AIM:
Copy the data below word for word, omitting the pictures.

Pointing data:
============
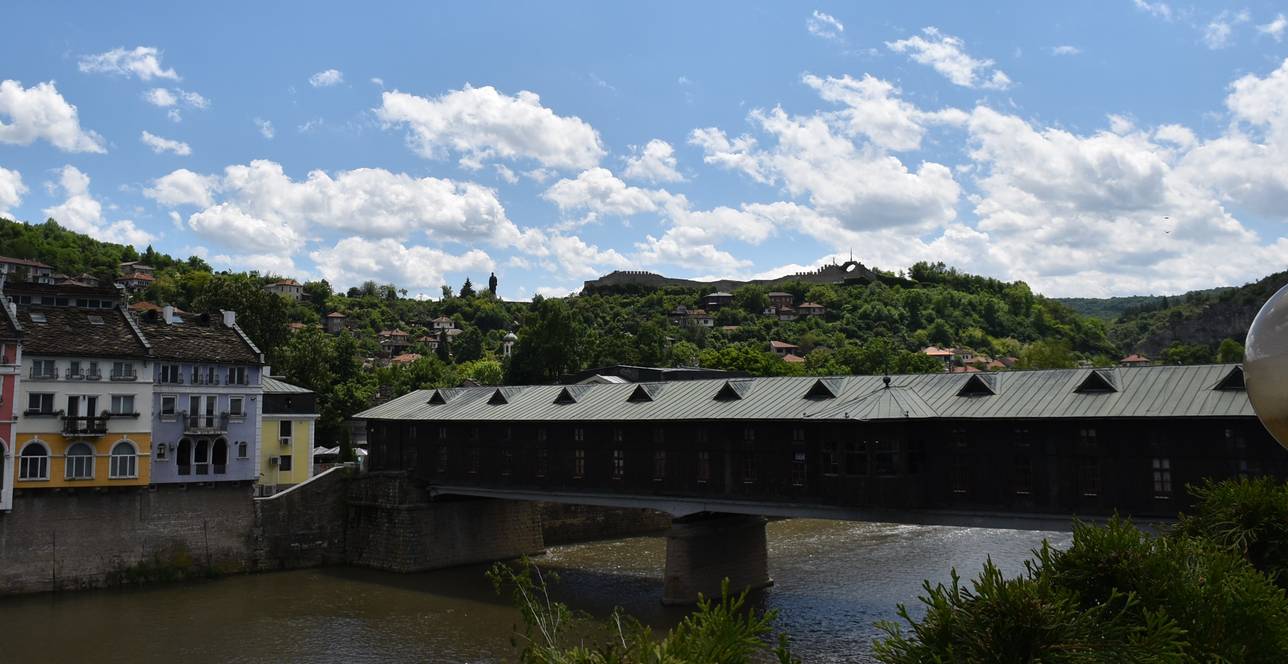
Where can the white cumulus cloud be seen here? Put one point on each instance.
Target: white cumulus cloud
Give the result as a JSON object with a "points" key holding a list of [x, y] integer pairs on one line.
{"points": [[81, 212], [142, 62], [326, 79], [162, 144], [947, 55], [10, 191], [823, 26], [654, 164], [482, 124], [39, 112]]}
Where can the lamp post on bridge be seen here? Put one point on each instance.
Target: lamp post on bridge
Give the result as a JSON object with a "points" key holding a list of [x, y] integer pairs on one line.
{"points": [[1265, 366]]}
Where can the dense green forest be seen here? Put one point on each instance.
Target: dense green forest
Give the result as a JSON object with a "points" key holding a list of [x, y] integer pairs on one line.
{"points": [[872, 328]]}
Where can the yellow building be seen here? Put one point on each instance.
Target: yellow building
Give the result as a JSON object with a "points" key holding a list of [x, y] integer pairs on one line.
{"points": [[48, 461], [84, 407], [287, 435]]}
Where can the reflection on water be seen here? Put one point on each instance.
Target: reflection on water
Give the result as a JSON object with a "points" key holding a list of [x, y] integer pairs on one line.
{"points": [[832, 582]]}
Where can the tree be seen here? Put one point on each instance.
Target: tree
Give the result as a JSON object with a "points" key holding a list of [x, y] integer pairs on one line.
{"points": [[550, 344], [442, 350], [1046, 355], [1229, 351], [469, 345], [259, 313]]}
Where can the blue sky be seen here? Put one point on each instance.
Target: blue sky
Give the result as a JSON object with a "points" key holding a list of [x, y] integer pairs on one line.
{"points": [[1139, 147]]}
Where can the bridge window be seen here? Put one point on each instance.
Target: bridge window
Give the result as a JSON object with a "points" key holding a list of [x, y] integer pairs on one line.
{"points": [[542, 462], [888, 457], [1089, 476], [1162, 478], [1087, 442], [1022, 475], [857, 457], [831, 460], [960, 476], [748, 467]]}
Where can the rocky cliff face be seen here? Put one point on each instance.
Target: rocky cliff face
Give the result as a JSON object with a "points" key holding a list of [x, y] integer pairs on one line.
{"points": [[1206, 319]]}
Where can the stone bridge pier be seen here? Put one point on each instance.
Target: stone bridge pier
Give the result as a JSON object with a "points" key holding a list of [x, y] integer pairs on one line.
{"points": [[703, 550]]}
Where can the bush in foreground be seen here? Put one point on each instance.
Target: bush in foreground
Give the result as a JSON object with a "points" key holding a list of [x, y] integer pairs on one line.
{"points": [[718, 632]]}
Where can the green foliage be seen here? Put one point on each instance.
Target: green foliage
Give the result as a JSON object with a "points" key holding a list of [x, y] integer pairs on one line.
{"points": [[1229, 351], [549, 346], [1247, 515], [1046, 355], [1122, 595], [724, 632]]}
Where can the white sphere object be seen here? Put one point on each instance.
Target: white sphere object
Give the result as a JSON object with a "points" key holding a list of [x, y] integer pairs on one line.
{"points": [[1265, 366]]}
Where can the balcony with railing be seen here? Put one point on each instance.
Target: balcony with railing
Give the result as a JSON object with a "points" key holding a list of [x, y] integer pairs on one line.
{"points": [[39, 373], [85, 425], [205, 425]]}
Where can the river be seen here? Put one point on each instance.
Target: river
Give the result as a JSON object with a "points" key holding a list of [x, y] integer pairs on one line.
{"points": [[833, 581]]}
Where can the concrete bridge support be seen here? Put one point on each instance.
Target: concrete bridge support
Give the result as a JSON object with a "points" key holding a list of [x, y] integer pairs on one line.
{"points": [[703, 550]]}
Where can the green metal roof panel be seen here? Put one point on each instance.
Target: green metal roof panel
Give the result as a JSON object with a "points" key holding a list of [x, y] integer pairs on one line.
{"points": [[1143, 391]]}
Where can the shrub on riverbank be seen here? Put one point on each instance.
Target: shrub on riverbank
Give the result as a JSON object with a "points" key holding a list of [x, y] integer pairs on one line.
{"points": [[1195, 593], [718, 632]]}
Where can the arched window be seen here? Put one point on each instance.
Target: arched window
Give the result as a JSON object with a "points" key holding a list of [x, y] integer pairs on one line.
{"points": [[201, 458], [124, 461], [34, 462], [183, 460], [80, 462], [219, 460]]}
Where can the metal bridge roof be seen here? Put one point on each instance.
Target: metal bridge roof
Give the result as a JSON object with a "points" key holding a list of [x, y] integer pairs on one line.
{"points": [[1132, 393]]}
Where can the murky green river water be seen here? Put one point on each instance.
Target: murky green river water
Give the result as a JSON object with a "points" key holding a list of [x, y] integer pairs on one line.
{"points": [[832, 582]]}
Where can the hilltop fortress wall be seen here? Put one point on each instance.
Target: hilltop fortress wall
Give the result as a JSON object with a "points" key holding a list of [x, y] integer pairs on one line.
{"points": [[849, 272]]}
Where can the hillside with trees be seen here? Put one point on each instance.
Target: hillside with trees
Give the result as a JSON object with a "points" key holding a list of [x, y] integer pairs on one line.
{"points": [[870, 328]]}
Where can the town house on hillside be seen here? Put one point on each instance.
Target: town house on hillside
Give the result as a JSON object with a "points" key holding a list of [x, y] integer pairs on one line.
============
WRITTEN ANSWER:
Where can the white cumulus cloud be seen here? Put one point on each instance.
Target: white cumulus cloud
Give the result as a JSON object with a "points" key holding a list of [x, y] integer pairs on one line.
{"points": [[81, 212], [142, 62], [326, 79], [162, 144], [947, 55], [10, 191], [823, 26], [654, 164], [482, 124], [39, 112]]}
Where can the lamp post on bridge be seen here? Put one point on each instance.
Target: lamp post on bridge
Give the result as a JSON object with a "points" key holding a list of [x, y] integer pairs on one line.
{"points": [[1265, 366]]}
Where can the dense green forest be seen here? Put one point on each instance.
Target: dense green forest
Give the result as a JSON object with a "points" key holding a list of [x, y] integer pairs on one line.
{"points": [[872, 328]]}
Where can the yellow building be seen here? Put one point on each instance.
Target: yellow building
Give the result as a JSON object with a "points" key holding a list of [x, y] integer pairs on one line.
{"points": [[48, 461], [84, 407], [287, 435]]}
Where can the reflection on water be seen here? Put one point on each instance.
Target: reflection on water
Give the result as a JSON object with a "points" key holding a list of [x, y] integer pairs on one line.
{"points": [[832, 582]]}
Where can the tree be seen here? Put one point on each instance.
Target: tree
Give the result as a JSON object with a "points" key holding a list of [x, y] integer pairs on one line.
{"points": [[550, 344], [442, 350], [1046, 355], [1229, 351], [469, 345], [259, 313]]}
Where can the blue sky be seen here? Put one point on each instance.
Target: blue sky
Give the result as a JSON object with a "points" key holding a list of [x, y] integer pairs on one line.
{"points": [[1139, 147]]}
Where can the bridge window be seen here? Put one point on each instance.
Target: bridge window
Give the result as a JSON object with a "points" key holding a list of [x, y] integer pairs on one line.
{"points": [[542, 462], [888, 457], [1089, 476], [1162, 478], [1087, 442], [1022, 475], [857, 457], [831, 460], [960, 476], [748, 467]]}
Where can the rocky cliff face be seen here? Put one point on each instance.
Target: rocky cliff face
Give the result as a JSON object with a "points" key holding a list of [x, y] integer pairs on one line.
{"points": [[1206, 319]]}
Where can the stone bridge pier be seen here? Put one point on each instance.
Target: stone bridge pier
Give the result as a JSON object with a "points" key holding a list of [x, y] integer pairs on one line.
{"points": [[703, 550]]}
Where can the bush in foreground be seen here? Put one point on each instance.
Target: bush in foreground
Give the result as a JSON object with a "points" key holding a list of [x, y] integer pairs on one line.
{"points": [[718, 632]]}
Where can the green foliage be seen here? Put one point on each instance.
Target: green foliage
Give the result as a JSON object with a "points" key holding a list of [x, y] integer pairs on one line.
{"points": [[1229, 351], [549, 346], [1247, 515], [1046, 355], [1122, 595], [724, 632]]}
Where can the white sphere object be seen here? Put one point on each instance.
Target: white sphere object
Give the result as a JSON object with a "points" key holding a list of [x, y] integer pairs on one line.
{"points": [[1265, 366]]}
Where can the balcony with railing be seen here? Put one point on each instance.
Target: balcony with railing
Give the result as a JSON object with a "points" key holding a list of [x, y] integer pairs on one line.
{"points": [[39, 373], [85, 425], [205, 425]]}
Where can the river be seen here? Put one point on each instance.
Target: river
Give the result as a JSON object with a "points" key holding a list of [x, y] integer pairs on one line.
{"points": [[833, 581]]}
Where can the concrete bridge support be seen here? Put one point on each instance.
Target: concrete bridge support
Give the result as a JSON object with a "points" key holding a list of [x, y] integer pairs on one line.
{"points": [[703, 550]]}
Where can the green metal roof panel be seen here? Put one point on each instance.
Target: green metal roof panel
Give the result as a JSON object with a "points" key holding a list of [x, y] integer pairs on one line.
{"points": [[1143, 391]]}
Where can the shrub on riverbank be seen here? Put one point on each instance.
Target: shrub on riverbank
Give the result as a JSON object with a "points" key holding a list of [x, y] integer pairs on one line.
{"points": [[1195, 593], [718, 632]]}
Where can the arched window be seen here? Put one point on each instance.
Target: arched window
Give the result as a JSON object with a "points" key holding a list of [x, y] integer pairs on one line.
{"points": [[201, 458], [124, 461], [34, 462], [183, 460], [80, 462], [219, 460]]}
Where can the metal bridge roof be seen here? Put one point on each instance.
Target: metal bridge roof
Give the result as a JSON object with a "points" key holding a list of [x, y] integer pairs on one line.
{"points": [[1132, 393]]}
Where can the murky green river water be seen here? Put one point on each instance.
Target: murky green river water
Give the result as a JSON object with a "points" key holding a list of [x, y] integer pairs on one line.
{"points": [[832, 582]]}
Where can the hilltop fortress wall be seen here? Put one point on each instance.
Target: hilltop fortress wall
Give the result as a JSON object with a "points" key holding a list of [x, y] integer pairs on one line.
{"points": [[849, 272]]}
Where can the hillside with trees be seen here? Put one point on each instance.
Target: hillside with trees
Give the result as a JSON object with a "points" key holding a list of [x, y] integer pairs on one line.
{"points": [[870, 328]]}
Where can the town house on hillside be seen here? Put one point on each instance.
Target: town house on hillside
Give the result as a JSON object with a "points" key holding a list of [x, y] integer pairs on one line.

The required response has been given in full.